**WRITTEN EXERCISE**
Transcribe, word for word, the lines of the items from the line containing "332, row 85." through the final line of the items, including both of those lines.

Start of RECORDS FOR THIS EXERCISE

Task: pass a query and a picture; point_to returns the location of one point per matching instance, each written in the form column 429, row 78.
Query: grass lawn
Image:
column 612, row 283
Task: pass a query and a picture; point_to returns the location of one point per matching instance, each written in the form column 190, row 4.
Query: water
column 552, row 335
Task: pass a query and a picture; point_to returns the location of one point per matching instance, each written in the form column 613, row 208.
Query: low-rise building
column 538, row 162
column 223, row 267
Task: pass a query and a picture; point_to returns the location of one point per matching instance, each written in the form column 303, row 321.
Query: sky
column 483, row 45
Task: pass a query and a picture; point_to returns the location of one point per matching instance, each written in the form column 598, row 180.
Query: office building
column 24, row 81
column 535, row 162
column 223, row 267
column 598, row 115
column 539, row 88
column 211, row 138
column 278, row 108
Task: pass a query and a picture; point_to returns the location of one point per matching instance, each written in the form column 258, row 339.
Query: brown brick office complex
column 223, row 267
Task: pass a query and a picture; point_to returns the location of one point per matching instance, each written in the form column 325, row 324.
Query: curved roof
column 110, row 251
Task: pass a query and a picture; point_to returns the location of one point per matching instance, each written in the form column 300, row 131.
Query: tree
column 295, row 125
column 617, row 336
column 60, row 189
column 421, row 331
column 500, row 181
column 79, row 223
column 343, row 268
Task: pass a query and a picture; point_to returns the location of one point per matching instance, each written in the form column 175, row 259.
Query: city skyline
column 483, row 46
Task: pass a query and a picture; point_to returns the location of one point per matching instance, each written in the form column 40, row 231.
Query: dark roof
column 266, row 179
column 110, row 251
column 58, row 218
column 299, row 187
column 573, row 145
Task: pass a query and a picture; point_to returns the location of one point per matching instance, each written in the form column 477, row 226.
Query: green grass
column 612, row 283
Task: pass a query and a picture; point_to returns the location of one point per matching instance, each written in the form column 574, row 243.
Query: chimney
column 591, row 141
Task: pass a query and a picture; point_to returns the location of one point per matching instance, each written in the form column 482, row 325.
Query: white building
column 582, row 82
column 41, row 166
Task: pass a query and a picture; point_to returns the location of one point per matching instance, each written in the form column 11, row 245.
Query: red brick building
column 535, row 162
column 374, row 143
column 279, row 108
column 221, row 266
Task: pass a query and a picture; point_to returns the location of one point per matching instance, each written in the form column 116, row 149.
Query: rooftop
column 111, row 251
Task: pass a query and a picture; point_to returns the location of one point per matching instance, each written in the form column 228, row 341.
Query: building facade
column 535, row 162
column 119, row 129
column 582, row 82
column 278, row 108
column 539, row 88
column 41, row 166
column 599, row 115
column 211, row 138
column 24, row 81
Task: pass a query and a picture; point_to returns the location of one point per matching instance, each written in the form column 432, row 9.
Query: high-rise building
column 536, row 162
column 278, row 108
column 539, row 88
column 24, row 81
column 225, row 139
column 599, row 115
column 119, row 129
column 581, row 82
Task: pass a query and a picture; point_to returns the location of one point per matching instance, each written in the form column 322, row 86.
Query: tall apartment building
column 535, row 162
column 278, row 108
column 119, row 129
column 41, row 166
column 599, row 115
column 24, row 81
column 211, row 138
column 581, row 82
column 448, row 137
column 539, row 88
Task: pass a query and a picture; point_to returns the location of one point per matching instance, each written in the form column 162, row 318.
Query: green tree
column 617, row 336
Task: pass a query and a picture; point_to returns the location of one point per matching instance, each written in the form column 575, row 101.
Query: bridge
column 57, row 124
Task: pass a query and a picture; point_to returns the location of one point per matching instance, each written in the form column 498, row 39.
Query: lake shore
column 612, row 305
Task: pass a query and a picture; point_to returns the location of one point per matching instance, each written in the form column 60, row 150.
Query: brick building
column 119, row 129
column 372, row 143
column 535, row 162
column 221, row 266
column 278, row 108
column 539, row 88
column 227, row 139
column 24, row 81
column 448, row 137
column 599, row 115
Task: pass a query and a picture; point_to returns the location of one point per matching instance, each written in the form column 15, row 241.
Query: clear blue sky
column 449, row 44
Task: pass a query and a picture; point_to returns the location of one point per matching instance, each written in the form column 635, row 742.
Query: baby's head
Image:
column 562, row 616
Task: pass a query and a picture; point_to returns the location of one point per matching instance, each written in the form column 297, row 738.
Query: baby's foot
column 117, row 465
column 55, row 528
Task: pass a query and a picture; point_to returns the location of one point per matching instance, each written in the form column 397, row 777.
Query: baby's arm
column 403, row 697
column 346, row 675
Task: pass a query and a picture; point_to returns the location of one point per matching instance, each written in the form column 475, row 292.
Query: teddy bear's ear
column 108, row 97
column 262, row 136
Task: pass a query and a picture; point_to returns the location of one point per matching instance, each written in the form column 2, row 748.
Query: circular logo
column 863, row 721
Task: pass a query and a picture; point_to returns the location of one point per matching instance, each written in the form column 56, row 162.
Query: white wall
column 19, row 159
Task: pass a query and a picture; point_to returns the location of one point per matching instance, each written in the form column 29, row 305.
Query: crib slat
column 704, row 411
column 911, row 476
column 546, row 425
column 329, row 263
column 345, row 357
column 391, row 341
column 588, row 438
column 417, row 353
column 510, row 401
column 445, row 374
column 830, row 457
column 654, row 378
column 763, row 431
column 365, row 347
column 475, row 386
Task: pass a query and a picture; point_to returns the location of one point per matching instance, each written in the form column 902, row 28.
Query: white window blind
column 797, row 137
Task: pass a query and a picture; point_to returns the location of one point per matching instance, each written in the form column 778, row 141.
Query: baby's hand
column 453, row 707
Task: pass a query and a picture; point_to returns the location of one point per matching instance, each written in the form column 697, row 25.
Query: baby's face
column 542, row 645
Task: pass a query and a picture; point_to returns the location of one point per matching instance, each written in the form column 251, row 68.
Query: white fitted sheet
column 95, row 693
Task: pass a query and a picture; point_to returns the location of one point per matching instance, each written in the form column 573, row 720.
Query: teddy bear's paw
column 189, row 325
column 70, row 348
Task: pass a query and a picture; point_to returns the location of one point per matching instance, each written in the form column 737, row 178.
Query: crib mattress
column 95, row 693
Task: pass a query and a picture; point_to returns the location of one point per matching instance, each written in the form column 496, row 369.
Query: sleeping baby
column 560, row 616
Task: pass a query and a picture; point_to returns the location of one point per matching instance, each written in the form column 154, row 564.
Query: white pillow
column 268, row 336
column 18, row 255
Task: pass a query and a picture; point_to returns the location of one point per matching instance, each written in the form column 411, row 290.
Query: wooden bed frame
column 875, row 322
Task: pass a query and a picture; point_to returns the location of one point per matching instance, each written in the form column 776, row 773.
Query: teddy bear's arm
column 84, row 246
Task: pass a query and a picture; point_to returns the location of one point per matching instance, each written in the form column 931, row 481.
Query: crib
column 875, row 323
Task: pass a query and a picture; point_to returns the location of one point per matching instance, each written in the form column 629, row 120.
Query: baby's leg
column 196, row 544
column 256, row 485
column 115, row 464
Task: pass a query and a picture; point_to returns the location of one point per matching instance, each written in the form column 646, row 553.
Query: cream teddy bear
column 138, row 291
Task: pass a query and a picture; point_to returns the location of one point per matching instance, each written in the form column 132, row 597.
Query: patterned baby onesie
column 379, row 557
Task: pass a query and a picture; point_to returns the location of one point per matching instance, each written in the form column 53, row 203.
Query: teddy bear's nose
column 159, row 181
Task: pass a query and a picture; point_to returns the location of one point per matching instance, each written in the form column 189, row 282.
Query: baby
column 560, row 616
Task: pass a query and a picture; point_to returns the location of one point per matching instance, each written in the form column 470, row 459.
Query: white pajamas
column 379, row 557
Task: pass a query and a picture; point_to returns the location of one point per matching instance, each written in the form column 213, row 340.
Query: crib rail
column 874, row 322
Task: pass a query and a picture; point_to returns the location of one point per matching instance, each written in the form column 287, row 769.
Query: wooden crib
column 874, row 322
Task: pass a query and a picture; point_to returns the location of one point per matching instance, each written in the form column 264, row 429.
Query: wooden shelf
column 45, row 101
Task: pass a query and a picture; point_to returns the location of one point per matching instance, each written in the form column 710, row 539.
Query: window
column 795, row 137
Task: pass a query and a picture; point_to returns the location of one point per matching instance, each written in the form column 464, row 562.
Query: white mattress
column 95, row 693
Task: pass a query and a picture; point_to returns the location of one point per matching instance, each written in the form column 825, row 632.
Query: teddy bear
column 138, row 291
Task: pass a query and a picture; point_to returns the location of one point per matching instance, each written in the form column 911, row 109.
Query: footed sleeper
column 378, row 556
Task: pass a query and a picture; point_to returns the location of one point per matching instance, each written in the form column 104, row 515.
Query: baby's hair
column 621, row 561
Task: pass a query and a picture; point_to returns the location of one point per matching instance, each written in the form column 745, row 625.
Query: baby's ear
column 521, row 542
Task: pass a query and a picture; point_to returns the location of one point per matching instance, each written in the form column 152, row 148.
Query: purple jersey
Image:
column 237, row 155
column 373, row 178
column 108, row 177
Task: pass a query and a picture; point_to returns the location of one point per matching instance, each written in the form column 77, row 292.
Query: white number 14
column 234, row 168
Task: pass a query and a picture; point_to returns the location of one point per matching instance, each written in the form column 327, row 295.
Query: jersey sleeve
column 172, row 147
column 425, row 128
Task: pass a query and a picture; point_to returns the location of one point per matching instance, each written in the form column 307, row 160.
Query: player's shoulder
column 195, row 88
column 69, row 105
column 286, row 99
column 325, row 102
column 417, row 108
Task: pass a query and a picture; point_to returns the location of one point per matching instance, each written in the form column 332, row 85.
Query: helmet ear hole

End of RECORDS FOR THIS EXERCISE

**COMPLETE OUTPUT**
Task: pass a query and a picture; point_to returns the location of one point per matching instance, each written in the form column 332, row 85.
Query: helmet ear hole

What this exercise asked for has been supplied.